▶ **Task to carry out**
Substitute "coarse mask" for every "rough mask" in the records below and write them out again unchanged otherwise. Leave the pictures out.

Segmentation mask data

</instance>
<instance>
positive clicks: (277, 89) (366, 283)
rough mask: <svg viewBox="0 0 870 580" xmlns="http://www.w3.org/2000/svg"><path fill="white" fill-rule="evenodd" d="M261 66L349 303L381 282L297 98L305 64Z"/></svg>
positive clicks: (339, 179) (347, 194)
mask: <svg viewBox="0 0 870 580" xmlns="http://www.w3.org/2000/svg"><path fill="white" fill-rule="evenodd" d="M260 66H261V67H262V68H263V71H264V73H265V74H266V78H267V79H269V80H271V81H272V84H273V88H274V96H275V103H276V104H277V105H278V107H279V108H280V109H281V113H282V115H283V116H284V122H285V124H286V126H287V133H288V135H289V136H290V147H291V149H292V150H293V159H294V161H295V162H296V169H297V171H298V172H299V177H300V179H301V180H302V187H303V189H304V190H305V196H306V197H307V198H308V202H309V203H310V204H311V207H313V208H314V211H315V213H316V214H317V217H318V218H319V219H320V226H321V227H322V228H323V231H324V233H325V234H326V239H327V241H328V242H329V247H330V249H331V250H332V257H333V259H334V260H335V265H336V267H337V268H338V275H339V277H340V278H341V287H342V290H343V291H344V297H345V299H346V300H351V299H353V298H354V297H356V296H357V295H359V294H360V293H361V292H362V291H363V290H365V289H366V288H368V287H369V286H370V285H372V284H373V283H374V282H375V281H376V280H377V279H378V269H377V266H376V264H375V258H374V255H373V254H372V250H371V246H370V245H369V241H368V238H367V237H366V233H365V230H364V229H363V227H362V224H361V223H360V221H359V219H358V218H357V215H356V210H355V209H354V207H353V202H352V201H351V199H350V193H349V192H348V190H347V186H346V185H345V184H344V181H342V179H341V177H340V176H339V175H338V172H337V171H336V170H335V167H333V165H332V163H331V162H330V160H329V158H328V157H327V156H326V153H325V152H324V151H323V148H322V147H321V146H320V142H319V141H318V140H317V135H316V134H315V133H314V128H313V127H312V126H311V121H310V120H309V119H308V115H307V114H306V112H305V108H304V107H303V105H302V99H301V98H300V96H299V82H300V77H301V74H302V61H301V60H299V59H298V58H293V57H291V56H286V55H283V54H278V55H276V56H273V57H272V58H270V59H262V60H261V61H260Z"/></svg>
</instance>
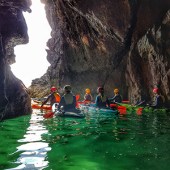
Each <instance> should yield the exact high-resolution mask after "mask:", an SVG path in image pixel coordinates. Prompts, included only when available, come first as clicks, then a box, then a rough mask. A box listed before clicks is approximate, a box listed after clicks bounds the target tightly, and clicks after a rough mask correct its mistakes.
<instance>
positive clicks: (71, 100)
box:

▶ **Output below**
</instance>
<instance>
positive clicks: (277, 89) (366, 283)
coarse mask: <svg viewBox="0 0 870 580" xmlns="http://www.w3.org/2000/svg"><path fill="white" fill-rule="evenodd" d="M261 66L349 303L381 282L297 98L305 64Z"/></svg>
positive clicks: (339, 179) (347, 194)
mask: <svg viewBox="0 0 870 580" xmlns="http://www.w3.org/2000/svg"><path fill="white" fill-rule="evenodd" d="M260 66H261V67H262V68H263V71H264V73H265V74H266V78H267V79H269V80H271V81H272V84H273V88H274V96H275V103H276V104H277V105H278V107H279V108H280V109H281V113H282V115H283V116H284V122H285V124H286V126H287V133H288V135H289V136H290V147H291V149H292V150H293V159H294V161H295V162H296V169H297V171H298V172H299V177H300V179H301V180H302V187H303V189H304V190H305V196H306V197H307V198H308V202H309V203H310V204H311V207H313V208H314V211H315V213H316V214H317V217H318V218H319V219H320V226H321V227H322V228H323V231H324V233H325V234H326V239H327V241H328V242H329V247H330V249H331V250H332V257H333V259H334V260H335V265H336V267H337V268H338V275H339V277H340V278H341V287H342V290H343V291H344V297H345V299H346V300H351V299H353V298H354V297H356V296H357V295H359V294H360V293H361V292H362V291H363V290H365V289H366V288H368V287H369V286H370V285H372V284H373V283H374V282H375V281H376V280H377V279H378V269H377V266H376V264H375V258H374V255H373V254H372V250H371V246H370V245H369V241H368V238H367V237H366V233H365V230H364V229H363V227H362V224H361V223H360V221H359V219H358V218H357V215H356V210H355V209H354V207H353V202H352V201H351V199H350V193H349V192H348V190H347V186H346V185H345V184H344V181H342V179H341V177H340V176H339V175H338V172H337V171H336V170H335V167H333V165H332V163H331V162H330V160H329V158H328V157H327V156H326V153H325V152H324V151H323V148H322V147H321V146H320V142H319V141H318V140H317V135H316V134H315V133H314V128H313V127H312V126H311V121H310V120H309V119H308V115H307V114H306V112H305V108H304V107H303V105H302V99H301V98H300V96H299V82H300V77H301V74H302V61H301V60H299V59H298V58H293V57H291V56H286V55H283V54H278V55H276V56H273V57H272V58H270V59H262V60H261V61H260Z"/></svg>
</instance>
Each <instance> should yield the exact high-resolution mask after "mask:", an SVG path in image pixel coordinates. Prompts, included only when available, come first as clicks, then a box, then a coarse mask. A box listed before clicks is approximate, a box listed after clicks bounds the target tightly, and clicks after a coarse mask correct its mistakes.
<instance>
positive clicks: (71, 100)
box:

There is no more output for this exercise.